▶ Task:
Format the rows as a numbered list, starting with the line that contains "Batch labeling spec: class = leafy" and going on through the line that contains "[0,0,120,47]". Leave out blank lines.

▶ Dataset extract:
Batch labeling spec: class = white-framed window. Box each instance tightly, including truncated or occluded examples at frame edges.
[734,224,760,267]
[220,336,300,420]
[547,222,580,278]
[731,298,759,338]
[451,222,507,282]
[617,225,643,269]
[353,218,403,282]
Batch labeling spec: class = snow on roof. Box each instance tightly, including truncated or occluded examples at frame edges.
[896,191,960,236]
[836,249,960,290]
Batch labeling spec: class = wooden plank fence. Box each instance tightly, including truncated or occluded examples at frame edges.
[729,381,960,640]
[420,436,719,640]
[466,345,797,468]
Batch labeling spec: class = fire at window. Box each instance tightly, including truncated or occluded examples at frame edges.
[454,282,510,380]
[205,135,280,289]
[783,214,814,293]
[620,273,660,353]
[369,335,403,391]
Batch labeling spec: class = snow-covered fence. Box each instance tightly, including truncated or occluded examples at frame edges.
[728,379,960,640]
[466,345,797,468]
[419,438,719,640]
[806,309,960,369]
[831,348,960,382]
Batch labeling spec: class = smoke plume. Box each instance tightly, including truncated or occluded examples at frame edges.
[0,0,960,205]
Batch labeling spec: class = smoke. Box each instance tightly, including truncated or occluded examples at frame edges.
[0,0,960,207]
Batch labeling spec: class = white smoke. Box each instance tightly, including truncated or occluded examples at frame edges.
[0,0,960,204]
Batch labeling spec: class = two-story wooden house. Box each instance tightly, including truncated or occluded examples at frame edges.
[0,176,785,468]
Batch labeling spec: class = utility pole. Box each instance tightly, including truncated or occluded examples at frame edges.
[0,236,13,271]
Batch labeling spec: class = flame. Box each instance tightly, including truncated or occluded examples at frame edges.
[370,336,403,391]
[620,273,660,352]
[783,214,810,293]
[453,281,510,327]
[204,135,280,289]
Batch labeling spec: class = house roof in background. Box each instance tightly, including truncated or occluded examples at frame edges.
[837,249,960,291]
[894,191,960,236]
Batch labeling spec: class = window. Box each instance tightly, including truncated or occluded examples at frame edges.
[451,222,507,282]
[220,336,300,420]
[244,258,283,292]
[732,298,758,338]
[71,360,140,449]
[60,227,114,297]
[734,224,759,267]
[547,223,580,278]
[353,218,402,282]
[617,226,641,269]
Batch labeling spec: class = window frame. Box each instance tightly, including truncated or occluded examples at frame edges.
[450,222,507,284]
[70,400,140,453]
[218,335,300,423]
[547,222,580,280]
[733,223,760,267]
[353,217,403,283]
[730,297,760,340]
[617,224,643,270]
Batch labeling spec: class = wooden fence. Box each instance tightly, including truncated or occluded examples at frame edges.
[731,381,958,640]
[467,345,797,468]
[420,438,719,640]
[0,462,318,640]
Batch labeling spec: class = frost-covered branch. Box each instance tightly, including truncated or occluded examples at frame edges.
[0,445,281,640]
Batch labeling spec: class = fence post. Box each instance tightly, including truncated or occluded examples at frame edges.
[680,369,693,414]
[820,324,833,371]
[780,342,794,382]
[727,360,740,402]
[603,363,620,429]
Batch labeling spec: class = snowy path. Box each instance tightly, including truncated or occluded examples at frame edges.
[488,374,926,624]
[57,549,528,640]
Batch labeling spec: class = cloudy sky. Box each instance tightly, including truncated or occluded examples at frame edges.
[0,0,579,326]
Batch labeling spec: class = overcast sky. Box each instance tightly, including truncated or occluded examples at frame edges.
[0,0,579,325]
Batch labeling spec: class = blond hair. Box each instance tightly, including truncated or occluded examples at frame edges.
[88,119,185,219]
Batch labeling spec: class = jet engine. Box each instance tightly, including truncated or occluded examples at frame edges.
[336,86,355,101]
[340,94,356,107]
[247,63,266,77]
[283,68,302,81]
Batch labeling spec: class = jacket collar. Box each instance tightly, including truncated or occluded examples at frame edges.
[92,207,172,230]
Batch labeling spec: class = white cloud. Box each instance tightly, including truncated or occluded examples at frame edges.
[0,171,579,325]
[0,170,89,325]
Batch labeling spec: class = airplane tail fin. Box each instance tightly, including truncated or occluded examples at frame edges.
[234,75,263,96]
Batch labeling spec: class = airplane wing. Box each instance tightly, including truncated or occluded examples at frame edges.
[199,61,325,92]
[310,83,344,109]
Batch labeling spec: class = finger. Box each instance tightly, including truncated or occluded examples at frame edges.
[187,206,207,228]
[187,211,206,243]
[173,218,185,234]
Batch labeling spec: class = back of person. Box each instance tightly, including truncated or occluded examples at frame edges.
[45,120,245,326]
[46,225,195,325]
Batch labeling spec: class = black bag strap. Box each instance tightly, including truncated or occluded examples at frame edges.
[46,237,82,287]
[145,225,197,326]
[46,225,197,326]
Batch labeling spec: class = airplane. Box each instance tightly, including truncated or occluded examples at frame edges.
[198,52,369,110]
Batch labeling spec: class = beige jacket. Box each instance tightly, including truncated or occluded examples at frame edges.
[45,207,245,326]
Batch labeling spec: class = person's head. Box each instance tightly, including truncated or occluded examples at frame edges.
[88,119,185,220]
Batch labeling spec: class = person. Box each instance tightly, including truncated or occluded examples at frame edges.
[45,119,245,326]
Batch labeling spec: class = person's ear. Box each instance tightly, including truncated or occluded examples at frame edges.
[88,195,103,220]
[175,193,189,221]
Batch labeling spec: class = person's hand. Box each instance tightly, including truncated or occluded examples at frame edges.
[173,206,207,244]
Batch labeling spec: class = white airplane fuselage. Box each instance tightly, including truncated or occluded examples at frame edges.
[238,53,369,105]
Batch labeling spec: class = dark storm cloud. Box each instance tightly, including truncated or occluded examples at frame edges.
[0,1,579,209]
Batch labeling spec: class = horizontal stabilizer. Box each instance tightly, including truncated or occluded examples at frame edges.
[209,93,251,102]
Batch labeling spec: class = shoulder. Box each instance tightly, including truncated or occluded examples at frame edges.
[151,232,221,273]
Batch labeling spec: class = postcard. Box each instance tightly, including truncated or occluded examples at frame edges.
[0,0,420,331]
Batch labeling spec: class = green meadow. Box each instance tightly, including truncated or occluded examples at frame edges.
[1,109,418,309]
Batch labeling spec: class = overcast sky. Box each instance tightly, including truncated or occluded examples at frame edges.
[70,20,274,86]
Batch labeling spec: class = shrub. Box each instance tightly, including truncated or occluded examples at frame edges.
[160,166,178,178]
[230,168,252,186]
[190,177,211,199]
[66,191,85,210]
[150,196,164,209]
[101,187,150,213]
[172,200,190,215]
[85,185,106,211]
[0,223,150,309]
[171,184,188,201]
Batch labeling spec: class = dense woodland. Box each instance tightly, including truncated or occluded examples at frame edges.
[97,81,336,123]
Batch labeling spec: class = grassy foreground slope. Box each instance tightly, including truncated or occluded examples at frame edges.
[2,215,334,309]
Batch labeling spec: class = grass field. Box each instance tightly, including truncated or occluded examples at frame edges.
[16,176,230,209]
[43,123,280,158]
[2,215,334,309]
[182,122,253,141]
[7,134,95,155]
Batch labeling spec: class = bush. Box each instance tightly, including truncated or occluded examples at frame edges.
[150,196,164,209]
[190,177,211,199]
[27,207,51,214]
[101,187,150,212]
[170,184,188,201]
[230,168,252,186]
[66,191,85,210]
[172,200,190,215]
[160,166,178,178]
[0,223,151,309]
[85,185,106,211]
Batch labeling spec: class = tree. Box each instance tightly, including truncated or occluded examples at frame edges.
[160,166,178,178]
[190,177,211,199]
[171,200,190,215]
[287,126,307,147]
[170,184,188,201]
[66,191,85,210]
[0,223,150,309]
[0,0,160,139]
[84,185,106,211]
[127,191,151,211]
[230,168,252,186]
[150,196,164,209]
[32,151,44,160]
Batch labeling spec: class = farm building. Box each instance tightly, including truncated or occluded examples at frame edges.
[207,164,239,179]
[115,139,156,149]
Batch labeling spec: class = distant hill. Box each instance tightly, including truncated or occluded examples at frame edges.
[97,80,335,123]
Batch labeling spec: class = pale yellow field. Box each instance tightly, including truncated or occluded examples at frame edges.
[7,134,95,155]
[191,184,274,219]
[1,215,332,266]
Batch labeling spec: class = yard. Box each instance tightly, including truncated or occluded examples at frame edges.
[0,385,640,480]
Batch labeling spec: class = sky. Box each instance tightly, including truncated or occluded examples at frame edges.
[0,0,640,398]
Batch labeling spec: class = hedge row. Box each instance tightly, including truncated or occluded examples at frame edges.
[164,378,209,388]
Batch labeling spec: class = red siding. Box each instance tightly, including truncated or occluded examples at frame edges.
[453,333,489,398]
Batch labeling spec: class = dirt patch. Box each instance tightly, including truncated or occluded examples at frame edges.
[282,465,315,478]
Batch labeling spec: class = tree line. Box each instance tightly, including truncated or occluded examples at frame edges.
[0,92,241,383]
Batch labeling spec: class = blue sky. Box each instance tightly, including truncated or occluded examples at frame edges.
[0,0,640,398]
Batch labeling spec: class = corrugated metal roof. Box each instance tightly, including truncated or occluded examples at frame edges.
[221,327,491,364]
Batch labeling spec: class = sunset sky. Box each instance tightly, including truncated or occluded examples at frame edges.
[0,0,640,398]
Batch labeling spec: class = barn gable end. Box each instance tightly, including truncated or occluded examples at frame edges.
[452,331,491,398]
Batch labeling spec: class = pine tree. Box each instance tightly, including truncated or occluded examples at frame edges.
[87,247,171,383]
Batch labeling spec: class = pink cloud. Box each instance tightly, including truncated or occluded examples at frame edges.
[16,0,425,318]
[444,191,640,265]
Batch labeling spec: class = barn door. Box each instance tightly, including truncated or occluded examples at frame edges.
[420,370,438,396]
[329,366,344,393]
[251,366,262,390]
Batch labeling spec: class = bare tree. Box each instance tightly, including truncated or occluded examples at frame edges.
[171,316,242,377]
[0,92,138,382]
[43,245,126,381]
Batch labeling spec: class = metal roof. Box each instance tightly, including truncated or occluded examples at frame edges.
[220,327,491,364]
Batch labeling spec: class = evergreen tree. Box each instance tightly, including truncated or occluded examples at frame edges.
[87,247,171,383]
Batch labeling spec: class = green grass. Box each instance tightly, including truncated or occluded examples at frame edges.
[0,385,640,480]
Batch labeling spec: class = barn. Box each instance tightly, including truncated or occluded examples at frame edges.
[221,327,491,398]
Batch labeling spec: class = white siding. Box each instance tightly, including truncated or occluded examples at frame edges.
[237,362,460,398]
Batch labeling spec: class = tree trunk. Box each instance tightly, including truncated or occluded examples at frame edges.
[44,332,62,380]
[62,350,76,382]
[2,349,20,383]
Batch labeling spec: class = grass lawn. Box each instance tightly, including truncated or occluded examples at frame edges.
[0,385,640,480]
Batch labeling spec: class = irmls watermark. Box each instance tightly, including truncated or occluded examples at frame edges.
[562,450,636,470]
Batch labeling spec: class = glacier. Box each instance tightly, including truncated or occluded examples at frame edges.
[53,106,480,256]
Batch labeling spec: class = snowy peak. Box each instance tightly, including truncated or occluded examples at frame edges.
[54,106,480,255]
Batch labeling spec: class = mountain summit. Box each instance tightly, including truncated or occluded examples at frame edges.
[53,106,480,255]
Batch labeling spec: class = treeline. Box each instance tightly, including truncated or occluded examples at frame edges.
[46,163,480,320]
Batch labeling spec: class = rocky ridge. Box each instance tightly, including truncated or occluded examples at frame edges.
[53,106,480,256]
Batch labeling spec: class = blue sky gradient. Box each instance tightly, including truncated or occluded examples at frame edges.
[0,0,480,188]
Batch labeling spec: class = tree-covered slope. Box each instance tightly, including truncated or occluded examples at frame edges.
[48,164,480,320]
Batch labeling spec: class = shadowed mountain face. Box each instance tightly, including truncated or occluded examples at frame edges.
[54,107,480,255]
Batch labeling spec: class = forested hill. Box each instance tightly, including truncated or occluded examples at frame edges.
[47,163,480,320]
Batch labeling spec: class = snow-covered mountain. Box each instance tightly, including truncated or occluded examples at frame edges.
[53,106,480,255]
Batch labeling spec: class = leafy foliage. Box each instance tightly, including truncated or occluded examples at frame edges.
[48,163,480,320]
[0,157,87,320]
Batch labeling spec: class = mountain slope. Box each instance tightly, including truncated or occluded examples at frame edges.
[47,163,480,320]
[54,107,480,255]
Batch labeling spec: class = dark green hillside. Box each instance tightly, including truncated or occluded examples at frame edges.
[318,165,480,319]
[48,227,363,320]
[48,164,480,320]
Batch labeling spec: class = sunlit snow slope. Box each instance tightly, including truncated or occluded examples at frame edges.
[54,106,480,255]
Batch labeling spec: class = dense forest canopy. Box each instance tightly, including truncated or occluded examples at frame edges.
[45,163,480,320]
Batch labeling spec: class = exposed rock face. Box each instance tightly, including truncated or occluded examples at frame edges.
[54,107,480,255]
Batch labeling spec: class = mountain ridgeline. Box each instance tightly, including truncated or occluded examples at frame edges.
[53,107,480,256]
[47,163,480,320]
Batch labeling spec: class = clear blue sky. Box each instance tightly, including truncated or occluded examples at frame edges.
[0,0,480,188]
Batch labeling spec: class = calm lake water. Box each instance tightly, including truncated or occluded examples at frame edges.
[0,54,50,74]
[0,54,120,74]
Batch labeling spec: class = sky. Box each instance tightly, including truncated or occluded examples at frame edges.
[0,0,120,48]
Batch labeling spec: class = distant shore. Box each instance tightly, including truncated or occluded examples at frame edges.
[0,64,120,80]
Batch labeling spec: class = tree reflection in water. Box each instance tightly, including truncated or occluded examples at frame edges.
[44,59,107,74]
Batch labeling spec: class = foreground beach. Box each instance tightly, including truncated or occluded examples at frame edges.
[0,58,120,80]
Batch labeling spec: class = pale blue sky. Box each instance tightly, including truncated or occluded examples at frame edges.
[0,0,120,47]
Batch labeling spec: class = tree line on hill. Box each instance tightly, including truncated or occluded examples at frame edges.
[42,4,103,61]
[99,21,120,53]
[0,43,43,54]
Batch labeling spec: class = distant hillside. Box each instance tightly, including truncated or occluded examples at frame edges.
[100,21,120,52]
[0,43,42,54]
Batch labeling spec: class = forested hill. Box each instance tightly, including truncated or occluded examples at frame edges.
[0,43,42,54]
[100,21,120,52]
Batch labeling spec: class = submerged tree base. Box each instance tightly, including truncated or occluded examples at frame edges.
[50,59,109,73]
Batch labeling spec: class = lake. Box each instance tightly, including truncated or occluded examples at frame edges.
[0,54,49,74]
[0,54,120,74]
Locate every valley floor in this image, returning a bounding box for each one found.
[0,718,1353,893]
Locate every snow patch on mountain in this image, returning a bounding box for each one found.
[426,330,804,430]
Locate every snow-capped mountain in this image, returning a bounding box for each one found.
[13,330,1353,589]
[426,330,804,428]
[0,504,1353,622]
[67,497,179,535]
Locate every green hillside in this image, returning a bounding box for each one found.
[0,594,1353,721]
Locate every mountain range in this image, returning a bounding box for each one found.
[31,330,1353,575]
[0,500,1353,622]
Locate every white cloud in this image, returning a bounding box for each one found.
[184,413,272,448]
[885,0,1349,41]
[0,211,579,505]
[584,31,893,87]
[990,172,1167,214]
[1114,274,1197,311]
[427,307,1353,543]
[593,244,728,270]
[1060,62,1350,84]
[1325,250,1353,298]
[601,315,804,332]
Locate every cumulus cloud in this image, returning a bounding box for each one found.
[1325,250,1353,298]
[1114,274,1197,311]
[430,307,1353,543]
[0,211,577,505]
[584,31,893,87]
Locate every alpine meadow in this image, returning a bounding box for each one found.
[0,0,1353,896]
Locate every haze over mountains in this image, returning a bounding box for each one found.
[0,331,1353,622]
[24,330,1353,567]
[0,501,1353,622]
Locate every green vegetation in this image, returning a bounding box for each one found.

▶ Result for this exercise:
1. Batch labeling spec: class = leafy foliage. Box each instance tightly, including truncated or occluded examples at frame edges.
2. [48,163,480,320]
3. [0,157,87,320]
4. Batch labeling spec: class = mountain slope. Box each instance tightly, including truncated or occluded examples at frame edges.
5. [47,163,480,320]
6. [54,107,480,255]
7. Batch labeling spec: class = dark green hillside. Box each instance tightly, including truncated or occluded examples at frame edges.
8. [318,165,480,319]
9. [48,227,363,320]
10. [48,164,480,320]
11. Batch labeling spec: class = sunlit snow slope. Box each instance tightly, including truncated or occluded examples at frame edges.
12. [54,106,480,255]
13. Batch labeling spec: class = dense forest canopy. Box each instance tightly, including truncated or occluded examples at frame edges.
14. [45,163,480,320]
15. Batch labeling spec: class = exposed rock face. Box each instance tightly, including truncated or occluded examples at frame edges.
16. [54,107,480,255]
17. Batch labeling spec: class = mountain ridgeline. Box each instance tightly, including truncated or occluded examples at frame edges.
18. [53,107,480,256]
19. [47,163,480,320]
20. Batch labeling spec: class = clear blue sky. Box each instance tightly, including truncated or occluded examples at frame edges.
21. [0,0,480,188]
22. Batch labeling spec: class = calm lake water. Box each instance tightly, including truncated or occluded examples at frame edges.
23. [0,54,50,74]
24. [0,54,120,74]
25. Batch labeling spec: class = sky. Box each instance tightly, including truncated or occluded examples at frame edges.
26. [0,0,120,48]
27. Batch labeling spec: class = distant shore. Box each instance tightly, including truncated or occluded examples at frame edges.
28. [0,64,120,80]
29. Batch labeling spec: class = tree reflection in water. Box each instance tightly, including truncated or occluded examples at frame edges.
30. [44,59,107,74]
31. Batch labeling spec: class = foreground beach. Box each instance tightly, including truncated or occluded examples at frame edges.
32. [0,58,120,80]
33. Batch labeling spec: class = pale blue sky. Box each instance tightly, including truncated or occluded examples at frame edges.
34. [0,0,120,47]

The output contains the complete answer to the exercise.